* _What this task involves_:
Note each line of the listing that contains the string "forearm", and copy it.

* _Data to examine_:
□ □ □ □ □ □ □

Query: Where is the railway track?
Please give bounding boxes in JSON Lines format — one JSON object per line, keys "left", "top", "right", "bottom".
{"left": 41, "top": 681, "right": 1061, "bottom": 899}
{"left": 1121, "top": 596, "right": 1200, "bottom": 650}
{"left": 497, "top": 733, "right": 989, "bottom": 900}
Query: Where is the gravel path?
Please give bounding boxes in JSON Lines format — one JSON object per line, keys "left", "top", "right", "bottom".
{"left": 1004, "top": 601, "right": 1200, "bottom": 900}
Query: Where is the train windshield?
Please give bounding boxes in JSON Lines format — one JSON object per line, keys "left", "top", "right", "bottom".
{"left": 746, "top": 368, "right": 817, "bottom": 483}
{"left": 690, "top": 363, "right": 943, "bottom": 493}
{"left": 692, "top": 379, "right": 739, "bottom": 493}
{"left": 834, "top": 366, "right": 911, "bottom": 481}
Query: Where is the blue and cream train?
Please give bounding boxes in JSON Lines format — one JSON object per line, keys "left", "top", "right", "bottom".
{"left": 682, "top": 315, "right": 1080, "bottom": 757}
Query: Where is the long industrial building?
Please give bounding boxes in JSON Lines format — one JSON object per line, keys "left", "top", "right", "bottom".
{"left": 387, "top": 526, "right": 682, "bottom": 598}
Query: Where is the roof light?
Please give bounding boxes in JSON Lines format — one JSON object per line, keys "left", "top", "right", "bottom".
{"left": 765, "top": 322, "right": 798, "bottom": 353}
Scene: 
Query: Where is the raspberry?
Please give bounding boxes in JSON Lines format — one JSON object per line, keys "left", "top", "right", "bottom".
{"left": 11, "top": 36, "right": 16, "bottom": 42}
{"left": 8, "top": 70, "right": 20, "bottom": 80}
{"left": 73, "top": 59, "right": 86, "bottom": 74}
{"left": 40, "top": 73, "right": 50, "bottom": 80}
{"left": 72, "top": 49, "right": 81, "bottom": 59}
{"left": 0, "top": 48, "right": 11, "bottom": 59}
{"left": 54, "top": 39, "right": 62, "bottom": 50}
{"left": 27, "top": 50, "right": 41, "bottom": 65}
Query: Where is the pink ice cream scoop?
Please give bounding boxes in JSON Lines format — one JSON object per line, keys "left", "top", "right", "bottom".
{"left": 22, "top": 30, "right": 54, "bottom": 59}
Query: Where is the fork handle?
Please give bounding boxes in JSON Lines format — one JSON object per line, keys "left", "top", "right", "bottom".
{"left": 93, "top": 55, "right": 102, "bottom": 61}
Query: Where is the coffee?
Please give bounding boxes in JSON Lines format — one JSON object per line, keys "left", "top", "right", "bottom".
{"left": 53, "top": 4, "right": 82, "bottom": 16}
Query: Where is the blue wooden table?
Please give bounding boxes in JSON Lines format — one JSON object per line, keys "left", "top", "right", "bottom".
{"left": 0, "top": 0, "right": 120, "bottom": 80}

□ □ □ □ □ □ □

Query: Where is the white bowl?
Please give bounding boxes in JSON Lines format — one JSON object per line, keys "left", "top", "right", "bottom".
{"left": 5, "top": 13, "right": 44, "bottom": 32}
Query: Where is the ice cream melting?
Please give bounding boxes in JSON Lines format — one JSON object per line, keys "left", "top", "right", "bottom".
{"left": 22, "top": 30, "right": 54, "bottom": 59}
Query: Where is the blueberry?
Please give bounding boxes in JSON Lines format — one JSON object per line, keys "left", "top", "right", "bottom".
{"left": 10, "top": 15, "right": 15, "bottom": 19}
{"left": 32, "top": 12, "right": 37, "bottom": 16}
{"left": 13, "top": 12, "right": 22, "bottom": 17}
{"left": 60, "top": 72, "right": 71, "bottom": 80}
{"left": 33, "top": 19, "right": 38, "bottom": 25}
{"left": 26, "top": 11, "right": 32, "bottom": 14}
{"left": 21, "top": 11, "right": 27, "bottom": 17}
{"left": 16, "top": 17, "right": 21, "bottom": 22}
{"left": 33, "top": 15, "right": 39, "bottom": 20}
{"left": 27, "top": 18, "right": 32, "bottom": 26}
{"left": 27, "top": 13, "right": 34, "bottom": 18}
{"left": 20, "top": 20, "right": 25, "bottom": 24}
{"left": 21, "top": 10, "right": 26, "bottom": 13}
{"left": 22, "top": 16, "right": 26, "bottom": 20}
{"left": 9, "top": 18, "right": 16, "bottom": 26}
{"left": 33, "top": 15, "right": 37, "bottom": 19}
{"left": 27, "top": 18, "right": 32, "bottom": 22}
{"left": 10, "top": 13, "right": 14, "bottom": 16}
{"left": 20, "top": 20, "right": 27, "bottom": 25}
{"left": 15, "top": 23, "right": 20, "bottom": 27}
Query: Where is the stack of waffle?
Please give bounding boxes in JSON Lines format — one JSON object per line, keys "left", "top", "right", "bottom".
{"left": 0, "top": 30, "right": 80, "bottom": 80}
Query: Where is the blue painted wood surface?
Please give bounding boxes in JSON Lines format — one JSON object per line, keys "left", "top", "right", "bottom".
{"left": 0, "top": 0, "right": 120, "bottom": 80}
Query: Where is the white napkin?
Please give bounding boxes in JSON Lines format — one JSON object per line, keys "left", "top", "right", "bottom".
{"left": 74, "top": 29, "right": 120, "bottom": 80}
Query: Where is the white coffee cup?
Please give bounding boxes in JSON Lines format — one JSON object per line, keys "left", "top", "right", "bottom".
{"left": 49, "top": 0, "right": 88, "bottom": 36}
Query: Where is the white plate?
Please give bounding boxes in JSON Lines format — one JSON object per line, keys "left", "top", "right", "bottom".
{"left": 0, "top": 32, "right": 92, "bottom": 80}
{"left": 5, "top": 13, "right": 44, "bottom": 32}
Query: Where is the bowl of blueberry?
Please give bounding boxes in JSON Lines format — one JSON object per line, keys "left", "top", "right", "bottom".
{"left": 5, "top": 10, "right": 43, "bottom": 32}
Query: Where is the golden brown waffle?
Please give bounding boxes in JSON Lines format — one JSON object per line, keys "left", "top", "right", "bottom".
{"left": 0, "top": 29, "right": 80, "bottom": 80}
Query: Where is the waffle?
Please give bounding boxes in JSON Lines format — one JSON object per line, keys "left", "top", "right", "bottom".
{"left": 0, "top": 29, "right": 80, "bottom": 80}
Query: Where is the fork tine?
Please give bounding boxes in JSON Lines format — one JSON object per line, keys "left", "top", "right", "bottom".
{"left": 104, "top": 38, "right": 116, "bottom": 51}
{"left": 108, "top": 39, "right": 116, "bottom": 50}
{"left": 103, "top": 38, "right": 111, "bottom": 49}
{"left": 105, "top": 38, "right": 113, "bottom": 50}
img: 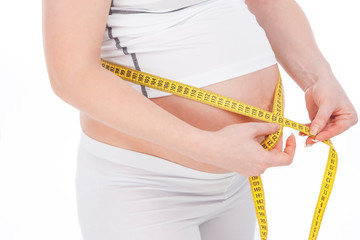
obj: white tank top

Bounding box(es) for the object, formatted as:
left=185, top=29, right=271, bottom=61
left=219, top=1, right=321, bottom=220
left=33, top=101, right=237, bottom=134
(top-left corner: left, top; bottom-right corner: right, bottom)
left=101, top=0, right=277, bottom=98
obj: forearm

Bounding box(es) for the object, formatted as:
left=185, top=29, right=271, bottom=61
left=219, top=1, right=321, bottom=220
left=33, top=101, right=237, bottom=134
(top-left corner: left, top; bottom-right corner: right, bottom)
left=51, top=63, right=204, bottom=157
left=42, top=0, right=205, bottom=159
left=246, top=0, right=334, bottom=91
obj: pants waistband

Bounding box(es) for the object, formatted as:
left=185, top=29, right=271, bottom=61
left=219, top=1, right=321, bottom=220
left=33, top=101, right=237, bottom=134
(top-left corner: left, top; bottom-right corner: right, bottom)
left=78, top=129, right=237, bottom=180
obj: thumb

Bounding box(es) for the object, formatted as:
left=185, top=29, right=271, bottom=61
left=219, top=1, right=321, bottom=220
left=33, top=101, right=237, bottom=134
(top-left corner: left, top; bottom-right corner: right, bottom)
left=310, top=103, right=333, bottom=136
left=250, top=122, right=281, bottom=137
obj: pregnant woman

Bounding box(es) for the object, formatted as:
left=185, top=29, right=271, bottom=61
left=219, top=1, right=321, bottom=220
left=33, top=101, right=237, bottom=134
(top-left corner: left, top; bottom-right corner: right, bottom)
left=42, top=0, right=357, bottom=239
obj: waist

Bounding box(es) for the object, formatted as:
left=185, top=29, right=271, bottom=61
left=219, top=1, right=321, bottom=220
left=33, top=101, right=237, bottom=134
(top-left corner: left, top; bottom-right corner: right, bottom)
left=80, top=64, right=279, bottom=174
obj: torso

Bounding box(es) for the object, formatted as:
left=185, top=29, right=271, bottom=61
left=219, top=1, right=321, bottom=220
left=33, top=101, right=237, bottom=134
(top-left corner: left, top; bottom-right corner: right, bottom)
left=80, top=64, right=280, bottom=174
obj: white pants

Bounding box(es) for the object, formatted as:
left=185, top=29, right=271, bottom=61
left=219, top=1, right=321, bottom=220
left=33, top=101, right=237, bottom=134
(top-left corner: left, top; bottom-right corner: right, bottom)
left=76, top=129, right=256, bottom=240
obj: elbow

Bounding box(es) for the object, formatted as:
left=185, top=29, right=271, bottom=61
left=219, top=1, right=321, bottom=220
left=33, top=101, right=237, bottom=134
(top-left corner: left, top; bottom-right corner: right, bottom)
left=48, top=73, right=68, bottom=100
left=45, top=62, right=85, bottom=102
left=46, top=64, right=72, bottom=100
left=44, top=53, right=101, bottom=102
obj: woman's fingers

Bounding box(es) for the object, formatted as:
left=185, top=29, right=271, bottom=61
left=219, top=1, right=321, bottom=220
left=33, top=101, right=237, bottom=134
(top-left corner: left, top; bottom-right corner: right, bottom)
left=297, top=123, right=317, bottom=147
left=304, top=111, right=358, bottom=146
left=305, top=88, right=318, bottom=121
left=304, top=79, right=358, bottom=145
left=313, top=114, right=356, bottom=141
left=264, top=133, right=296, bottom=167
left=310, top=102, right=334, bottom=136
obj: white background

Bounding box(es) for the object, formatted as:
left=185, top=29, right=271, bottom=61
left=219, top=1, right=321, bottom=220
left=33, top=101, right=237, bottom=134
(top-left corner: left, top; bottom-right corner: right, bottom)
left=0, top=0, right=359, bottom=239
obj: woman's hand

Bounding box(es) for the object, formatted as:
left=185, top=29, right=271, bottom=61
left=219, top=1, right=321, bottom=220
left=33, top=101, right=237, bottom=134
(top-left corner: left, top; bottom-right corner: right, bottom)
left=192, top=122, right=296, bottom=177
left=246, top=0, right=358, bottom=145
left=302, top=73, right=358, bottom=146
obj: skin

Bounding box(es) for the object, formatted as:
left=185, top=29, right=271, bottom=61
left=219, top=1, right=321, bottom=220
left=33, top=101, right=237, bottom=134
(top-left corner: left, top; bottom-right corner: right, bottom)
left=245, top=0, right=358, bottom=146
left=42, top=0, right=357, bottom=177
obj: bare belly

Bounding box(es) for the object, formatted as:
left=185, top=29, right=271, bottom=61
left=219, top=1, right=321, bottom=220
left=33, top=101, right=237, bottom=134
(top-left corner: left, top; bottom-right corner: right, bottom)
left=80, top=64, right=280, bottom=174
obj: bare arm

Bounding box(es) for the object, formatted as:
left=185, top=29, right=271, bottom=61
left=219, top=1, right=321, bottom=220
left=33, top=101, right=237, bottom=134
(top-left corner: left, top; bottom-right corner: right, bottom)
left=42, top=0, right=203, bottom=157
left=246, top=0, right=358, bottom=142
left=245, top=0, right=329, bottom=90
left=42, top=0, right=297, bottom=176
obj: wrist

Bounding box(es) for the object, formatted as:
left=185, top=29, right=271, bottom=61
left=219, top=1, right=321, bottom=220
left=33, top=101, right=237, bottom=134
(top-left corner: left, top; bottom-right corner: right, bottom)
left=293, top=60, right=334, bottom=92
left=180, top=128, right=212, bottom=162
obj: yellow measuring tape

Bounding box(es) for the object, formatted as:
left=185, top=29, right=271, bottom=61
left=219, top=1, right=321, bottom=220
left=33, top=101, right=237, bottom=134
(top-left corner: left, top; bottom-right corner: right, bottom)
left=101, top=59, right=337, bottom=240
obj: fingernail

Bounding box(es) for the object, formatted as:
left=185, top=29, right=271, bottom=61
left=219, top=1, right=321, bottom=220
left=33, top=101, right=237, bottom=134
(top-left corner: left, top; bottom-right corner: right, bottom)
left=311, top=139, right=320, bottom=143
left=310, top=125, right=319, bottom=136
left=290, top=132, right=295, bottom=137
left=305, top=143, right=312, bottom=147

□ □ □ □ □ □ □

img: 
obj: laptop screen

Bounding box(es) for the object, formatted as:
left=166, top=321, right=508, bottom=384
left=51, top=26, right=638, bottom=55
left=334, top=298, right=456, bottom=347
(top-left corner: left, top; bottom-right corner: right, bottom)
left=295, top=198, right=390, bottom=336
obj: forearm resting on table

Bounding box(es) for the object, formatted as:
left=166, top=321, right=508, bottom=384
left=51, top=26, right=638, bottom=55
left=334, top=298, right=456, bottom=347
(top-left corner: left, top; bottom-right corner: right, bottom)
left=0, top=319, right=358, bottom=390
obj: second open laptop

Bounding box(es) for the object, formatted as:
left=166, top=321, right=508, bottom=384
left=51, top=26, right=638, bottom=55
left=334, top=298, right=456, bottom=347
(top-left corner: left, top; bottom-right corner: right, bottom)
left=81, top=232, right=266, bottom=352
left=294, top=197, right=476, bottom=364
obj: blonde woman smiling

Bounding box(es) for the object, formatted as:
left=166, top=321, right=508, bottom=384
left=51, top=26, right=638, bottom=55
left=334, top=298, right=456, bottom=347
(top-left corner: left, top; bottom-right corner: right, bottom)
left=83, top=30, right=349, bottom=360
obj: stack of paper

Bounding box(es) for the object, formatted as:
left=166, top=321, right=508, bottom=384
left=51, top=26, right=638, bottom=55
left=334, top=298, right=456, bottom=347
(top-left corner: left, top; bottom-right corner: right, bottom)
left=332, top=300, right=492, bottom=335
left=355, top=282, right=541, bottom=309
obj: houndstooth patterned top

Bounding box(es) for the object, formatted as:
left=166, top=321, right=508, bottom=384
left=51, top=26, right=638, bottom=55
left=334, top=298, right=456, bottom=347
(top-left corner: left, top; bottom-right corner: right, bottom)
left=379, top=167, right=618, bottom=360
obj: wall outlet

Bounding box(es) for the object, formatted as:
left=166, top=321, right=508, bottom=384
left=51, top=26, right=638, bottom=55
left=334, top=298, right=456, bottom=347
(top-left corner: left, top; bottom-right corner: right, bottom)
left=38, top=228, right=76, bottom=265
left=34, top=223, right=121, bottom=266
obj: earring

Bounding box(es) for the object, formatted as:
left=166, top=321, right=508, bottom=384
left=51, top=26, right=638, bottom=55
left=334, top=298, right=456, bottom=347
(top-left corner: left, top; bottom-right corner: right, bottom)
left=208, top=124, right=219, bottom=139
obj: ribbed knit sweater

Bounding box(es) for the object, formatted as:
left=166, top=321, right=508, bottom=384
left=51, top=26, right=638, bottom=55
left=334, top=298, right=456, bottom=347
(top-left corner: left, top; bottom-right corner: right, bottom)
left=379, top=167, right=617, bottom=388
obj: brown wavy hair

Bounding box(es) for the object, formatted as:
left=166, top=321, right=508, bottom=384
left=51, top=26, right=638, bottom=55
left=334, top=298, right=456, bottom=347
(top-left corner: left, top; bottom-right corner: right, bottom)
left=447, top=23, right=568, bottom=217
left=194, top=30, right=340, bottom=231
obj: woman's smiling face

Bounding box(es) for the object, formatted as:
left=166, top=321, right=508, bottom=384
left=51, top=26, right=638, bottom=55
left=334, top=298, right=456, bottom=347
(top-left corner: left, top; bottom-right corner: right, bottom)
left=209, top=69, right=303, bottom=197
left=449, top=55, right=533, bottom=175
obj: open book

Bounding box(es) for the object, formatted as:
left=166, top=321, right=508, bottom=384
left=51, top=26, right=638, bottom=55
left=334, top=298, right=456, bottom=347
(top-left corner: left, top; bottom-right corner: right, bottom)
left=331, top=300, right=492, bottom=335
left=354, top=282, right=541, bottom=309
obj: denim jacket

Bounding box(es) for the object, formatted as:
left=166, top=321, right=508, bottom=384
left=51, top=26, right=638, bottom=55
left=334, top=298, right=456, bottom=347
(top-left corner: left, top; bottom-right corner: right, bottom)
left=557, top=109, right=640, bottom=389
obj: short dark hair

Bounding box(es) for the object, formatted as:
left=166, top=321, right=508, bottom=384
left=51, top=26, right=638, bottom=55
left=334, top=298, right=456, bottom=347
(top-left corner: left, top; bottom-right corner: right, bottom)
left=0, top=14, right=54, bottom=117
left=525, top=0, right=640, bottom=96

□ □ □ □ □ □ □

* _Response_:
obj: forearm
obj: forearm resting on table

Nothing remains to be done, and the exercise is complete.